>> begin

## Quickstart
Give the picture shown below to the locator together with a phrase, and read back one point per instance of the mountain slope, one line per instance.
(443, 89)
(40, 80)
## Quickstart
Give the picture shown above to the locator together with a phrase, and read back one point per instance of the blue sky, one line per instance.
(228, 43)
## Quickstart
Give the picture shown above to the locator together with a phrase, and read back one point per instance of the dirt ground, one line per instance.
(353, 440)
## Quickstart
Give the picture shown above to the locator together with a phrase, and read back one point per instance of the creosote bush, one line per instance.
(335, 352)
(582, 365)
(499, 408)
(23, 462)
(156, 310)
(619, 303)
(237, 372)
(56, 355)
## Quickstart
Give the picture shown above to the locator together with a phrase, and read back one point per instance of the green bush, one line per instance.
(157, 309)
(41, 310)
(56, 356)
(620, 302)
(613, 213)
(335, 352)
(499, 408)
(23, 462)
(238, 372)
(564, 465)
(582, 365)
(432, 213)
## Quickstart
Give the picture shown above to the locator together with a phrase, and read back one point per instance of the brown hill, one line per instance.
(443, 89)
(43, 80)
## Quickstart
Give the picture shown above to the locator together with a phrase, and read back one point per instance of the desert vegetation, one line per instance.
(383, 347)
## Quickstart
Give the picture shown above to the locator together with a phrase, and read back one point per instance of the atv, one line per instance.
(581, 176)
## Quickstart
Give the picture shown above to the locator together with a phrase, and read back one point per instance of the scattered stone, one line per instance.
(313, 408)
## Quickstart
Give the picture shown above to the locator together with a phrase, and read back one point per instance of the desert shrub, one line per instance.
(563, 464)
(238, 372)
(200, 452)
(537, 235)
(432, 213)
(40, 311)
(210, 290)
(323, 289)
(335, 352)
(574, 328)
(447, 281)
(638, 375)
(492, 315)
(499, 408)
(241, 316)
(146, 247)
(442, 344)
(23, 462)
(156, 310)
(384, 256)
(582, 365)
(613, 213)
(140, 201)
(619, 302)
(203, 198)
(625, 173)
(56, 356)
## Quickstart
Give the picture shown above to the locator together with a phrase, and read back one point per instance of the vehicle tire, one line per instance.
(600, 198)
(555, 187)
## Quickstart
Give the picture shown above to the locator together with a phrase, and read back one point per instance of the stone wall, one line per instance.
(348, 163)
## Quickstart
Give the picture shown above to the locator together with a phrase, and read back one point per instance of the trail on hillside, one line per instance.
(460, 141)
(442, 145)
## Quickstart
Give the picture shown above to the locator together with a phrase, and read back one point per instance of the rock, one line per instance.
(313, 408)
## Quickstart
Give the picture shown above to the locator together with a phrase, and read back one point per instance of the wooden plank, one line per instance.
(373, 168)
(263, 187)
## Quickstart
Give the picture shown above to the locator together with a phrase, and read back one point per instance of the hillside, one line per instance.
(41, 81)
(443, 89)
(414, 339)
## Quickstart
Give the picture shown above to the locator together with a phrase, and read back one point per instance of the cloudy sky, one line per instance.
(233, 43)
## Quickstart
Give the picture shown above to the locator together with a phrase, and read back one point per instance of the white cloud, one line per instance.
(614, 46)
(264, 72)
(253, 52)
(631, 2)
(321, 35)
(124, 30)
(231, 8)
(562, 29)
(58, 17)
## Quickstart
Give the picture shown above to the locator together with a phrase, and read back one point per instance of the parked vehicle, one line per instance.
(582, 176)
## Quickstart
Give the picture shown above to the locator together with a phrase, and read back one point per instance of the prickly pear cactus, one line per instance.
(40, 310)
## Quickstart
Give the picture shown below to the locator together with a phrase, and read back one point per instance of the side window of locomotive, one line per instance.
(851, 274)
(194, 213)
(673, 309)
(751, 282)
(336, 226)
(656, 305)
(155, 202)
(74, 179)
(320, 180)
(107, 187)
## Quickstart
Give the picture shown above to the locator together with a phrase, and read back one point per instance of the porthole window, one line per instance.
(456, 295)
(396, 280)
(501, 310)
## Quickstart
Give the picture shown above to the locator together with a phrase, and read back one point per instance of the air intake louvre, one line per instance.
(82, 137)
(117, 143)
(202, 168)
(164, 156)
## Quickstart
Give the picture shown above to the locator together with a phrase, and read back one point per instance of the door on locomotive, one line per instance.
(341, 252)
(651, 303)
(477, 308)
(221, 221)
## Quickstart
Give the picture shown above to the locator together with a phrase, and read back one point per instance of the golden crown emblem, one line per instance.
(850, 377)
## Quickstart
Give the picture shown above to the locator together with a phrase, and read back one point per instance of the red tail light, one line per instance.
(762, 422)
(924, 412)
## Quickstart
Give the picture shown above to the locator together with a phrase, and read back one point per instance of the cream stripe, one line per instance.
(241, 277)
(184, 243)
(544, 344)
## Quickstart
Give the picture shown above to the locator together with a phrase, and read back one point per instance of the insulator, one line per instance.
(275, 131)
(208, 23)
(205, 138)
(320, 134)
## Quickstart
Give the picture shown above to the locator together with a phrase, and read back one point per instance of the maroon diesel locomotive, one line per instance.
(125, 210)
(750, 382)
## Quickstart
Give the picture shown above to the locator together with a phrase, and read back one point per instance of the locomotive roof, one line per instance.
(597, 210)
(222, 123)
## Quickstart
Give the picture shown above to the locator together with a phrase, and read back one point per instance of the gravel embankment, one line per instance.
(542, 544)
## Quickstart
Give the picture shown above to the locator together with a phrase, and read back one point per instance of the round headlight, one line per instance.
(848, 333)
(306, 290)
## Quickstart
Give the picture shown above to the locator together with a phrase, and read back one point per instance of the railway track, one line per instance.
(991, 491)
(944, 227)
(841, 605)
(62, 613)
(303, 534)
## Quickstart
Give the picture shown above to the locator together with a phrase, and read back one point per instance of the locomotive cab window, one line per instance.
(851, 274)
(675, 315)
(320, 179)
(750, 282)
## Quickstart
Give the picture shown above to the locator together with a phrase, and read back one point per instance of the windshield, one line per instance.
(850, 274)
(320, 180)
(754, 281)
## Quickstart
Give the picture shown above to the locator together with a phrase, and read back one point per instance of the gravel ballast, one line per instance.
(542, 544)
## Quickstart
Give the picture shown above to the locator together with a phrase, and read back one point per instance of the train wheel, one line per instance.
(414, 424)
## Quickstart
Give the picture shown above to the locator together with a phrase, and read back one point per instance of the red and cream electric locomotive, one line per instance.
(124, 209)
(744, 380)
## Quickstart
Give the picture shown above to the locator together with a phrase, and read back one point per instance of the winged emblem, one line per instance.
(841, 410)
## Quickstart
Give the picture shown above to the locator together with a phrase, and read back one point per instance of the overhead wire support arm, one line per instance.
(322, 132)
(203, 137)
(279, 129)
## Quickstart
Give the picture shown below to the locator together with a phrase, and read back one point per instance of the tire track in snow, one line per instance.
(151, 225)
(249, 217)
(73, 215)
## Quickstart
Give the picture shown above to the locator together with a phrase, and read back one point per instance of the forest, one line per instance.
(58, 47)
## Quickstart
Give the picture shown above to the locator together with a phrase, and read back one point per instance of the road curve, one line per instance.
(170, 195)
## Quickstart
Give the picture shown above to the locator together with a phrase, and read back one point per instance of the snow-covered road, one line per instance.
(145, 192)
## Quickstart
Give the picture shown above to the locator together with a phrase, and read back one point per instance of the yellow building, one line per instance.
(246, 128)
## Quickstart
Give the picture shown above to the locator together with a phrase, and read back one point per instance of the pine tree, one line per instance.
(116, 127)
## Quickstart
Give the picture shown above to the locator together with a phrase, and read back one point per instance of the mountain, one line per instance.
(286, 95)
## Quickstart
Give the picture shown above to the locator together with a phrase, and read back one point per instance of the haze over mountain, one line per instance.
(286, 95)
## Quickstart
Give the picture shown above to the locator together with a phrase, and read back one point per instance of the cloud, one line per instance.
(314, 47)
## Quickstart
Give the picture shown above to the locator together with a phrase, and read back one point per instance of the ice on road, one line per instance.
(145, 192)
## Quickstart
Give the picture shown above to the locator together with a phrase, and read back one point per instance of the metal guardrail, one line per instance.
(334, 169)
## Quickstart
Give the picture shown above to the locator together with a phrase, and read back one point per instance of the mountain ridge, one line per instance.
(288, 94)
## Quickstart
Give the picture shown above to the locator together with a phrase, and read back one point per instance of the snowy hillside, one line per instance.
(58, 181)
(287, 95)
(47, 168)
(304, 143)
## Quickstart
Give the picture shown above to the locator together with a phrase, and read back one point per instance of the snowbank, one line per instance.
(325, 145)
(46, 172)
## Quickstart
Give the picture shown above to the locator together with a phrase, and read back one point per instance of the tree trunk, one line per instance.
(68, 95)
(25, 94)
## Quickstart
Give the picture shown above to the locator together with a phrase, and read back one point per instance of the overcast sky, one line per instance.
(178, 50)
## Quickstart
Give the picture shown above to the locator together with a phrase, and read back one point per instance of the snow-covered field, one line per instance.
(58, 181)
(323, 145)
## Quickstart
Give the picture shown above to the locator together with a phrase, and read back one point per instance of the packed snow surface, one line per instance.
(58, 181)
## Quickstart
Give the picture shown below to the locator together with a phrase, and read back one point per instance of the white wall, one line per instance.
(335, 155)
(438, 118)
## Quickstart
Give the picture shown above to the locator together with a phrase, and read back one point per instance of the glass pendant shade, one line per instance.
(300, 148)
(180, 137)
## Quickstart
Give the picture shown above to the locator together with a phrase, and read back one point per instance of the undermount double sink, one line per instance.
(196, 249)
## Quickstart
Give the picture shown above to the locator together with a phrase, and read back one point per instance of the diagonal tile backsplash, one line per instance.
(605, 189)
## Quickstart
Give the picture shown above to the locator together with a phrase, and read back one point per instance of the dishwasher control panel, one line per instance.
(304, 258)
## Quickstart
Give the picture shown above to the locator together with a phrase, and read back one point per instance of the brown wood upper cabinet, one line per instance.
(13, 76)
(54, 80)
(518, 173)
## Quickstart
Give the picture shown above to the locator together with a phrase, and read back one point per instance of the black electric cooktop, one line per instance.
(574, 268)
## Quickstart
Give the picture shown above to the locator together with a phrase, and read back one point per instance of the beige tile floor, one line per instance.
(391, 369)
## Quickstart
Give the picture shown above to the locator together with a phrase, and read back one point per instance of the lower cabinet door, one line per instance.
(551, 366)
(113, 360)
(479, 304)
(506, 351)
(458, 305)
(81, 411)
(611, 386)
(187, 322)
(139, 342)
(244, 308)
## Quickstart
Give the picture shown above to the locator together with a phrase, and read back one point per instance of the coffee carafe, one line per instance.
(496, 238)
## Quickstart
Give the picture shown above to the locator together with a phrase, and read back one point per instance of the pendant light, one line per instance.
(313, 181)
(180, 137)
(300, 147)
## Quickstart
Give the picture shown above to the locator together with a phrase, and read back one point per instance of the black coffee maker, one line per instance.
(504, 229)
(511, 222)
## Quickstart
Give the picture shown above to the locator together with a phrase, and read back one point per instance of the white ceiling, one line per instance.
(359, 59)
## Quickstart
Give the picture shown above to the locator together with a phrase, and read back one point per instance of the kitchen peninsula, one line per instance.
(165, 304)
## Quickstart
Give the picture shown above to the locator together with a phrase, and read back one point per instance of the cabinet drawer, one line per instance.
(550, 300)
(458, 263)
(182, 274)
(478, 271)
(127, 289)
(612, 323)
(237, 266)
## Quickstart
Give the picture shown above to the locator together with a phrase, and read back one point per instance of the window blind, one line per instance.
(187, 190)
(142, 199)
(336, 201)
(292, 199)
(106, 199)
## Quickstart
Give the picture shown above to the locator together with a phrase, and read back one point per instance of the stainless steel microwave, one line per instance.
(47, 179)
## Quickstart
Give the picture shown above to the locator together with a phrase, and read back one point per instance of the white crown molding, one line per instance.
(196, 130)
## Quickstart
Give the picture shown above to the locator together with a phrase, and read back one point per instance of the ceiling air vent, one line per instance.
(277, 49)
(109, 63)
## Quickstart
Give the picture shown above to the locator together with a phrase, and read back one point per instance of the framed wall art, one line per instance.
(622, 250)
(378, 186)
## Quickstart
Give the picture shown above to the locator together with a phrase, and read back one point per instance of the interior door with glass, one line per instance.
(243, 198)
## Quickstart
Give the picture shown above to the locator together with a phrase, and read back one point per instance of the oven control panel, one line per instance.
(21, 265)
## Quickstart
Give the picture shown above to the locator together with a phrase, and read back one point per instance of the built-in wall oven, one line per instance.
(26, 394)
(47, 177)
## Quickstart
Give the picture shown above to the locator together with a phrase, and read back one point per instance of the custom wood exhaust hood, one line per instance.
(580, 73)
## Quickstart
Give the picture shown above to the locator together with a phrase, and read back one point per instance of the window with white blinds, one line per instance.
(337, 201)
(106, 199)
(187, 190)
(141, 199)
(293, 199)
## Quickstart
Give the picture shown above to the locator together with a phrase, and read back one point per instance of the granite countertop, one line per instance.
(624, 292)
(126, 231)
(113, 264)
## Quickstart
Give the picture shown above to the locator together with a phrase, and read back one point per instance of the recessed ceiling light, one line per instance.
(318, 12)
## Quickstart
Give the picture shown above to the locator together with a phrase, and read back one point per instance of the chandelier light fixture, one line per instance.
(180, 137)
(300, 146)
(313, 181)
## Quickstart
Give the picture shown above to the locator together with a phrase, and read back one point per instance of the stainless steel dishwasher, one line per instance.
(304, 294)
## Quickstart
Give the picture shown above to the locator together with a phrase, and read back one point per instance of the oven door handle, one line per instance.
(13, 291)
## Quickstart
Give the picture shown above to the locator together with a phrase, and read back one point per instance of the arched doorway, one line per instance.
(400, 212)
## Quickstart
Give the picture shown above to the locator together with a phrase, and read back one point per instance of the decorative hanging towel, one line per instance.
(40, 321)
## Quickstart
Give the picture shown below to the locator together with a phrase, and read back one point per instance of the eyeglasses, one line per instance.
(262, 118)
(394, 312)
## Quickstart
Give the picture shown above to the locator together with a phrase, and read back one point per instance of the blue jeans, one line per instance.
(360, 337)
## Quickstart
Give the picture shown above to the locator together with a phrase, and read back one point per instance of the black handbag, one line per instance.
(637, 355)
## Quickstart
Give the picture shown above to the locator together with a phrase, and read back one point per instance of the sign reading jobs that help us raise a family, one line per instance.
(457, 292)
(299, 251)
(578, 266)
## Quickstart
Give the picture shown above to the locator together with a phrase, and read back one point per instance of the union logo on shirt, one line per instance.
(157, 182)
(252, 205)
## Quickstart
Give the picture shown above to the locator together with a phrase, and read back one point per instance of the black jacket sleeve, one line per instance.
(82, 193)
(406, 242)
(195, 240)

>> end

- Set problem: Select each line of the records above that contains the word "cabinet" and copy those lines out. Case counts.

- Result for this exercise:
Give the picture shown above to the locator together with a phrase, and read back one point per instance of the brown wood upper cabinet, one line per instance.
Give the picture shown above to the locator together with a phrase, and read back one point per instance of the lower cabinet door, one line per instance.
Give the picture shown above to the locator together with a phrase, and read back one point per instance of the cabinet drawer, one line per instance.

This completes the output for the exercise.